Collected data entries
============

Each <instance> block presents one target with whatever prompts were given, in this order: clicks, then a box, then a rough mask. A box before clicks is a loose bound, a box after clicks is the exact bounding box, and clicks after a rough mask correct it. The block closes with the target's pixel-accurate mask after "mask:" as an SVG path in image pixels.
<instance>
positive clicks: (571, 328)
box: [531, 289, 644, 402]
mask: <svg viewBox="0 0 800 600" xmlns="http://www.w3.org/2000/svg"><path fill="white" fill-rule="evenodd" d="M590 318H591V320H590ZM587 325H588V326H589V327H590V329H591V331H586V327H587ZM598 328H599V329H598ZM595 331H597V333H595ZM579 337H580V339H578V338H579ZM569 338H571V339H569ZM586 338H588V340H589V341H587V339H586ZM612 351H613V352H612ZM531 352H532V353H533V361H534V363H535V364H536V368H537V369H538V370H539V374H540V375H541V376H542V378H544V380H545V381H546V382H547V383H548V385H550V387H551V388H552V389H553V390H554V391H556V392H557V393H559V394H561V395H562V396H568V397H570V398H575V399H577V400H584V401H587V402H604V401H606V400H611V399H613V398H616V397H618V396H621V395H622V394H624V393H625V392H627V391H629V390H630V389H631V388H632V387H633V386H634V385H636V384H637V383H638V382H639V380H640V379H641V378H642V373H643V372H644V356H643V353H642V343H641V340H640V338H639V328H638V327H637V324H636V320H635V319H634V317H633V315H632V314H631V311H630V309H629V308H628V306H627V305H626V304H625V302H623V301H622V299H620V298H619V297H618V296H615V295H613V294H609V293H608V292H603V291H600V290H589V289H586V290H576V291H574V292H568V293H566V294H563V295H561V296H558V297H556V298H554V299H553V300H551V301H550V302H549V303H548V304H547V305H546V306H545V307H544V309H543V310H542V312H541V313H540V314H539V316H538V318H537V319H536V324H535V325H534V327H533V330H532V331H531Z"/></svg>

============

What you will do ::
I'd like an exact copy of the lines above, from the very first one through the line that contains "positive clicks: (571, 328)", with nothing else added.

The completed task ::
Each <instance> block presents one target with whatever prompts were given, in this order: clicks, then a box, then a rough mask. A box before clicks is a loose bound, a box after clicks is the exact bounding box, and clicks after a rough mask correct it. The block closes with the target's pixel-accurate mask after "mask:" as an SVG path in image pixels.
<instance>
positive clicks: (571, 328)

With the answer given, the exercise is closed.